** START OF Provided data **

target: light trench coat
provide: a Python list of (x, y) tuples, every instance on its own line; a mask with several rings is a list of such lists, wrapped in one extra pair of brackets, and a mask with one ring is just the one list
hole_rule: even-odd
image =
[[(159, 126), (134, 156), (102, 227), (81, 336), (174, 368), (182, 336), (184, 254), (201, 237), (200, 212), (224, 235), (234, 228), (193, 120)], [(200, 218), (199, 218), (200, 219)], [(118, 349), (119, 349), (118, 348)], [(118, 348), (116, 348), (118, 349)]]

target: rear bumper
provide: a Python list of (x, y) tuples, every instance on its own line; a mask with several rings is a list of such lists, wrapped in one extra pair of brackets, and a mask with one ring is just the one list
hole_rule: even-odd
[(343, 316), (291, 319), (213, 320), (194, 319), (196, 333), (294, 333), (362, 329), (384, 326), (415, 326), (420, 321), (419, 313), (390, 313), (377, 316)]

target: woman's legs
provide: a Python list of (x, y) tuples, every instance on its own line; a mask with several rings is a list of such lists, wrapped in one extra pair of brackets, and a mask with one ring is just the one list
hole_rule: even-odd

** END OF Provided data **
** START OF Provided data **

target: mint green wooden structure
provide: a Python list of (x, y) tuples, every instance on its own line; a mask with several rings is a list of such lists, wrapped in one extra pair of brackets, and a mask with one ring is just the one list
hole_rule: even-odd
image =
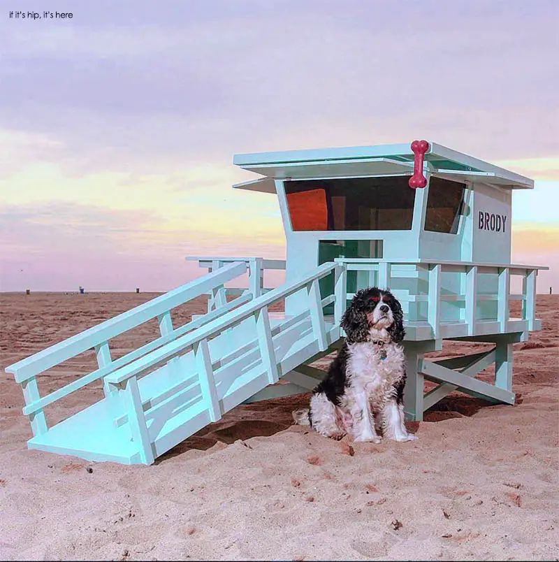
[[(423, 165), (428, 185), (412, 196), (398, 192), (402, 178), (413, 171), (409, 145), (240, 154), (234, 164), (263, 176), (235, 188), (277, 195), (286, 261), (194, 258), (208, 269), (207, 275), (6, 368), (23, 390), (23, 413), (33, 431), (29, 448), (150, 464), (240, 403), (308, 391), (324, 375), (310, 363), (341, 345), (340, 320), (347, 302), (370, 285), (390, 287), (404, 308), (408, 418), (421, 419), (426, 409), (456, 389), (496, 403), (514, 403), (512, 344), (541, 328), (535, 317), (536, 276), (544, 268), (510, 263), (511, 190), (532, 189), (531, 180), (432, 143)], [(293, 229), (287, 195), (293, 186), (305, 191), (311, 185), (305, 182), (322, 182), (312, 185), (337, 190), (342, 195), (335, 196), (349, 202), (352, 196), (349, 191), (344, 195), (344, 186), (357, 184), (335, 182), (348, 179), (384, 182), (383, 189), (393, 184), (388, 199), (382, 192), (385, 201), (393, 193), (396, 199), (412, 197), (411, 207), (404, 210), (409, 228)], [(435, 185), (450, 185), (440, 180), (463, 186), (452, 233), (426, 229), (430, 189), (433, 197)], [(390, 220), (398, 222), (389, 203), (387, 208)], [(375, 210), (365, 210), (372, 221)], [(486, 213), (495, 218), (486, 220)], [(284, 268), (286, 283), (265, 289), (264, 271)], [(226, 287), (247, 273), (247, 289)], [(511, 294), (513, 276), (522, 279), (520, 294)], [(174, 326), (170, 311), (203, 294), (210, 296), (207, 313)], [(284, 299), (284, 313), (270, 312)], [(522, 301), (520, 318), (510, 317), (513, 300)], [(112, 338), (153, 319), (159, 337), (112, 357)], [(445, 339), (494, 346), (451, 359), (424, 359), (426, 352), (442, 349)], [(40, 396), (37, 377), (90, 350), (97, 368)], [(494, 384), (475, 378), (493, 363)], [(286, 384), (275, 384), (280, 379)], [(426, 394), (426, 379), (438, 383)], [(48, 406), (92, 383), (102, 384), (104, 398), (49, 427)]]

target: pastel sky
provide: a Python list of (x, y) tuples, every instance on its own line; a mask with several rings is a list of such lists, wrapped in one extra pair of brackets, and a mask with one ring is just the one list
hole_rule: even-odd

** END OF Provided data **

[Given instruction] Rescale the rows from the line with "target: light trench coat" up to and including the line with "348), (118, 349)]]". Write every one of those lines out again, requests included, with each x and y coordinate in the outline answers multiplied by 0.85 and rounded to the nearest whole number, halves rounding up.

[Solved problem]
target: light trench coat
provide: a Python list of (x, y) tuples, every instance on its own line; a mask with several rings is a list of such lists, wrapped in one extra pair of brackets, and a mask with one ring is just the one list
hole_rule: even-odd
image =
[[(135, 107), (114, 133), (87, 193), (69, 286), (148, 313), (155, 286), (156, 216), (171, 201), (170, 180), (190, 200), (199, 194), (164, 102)], [(170, 185), (169, 185), (170, 186)], [(100, 297), (101, 297), (100, 296)], [(100, 296), (99, 296), (100, 297)]]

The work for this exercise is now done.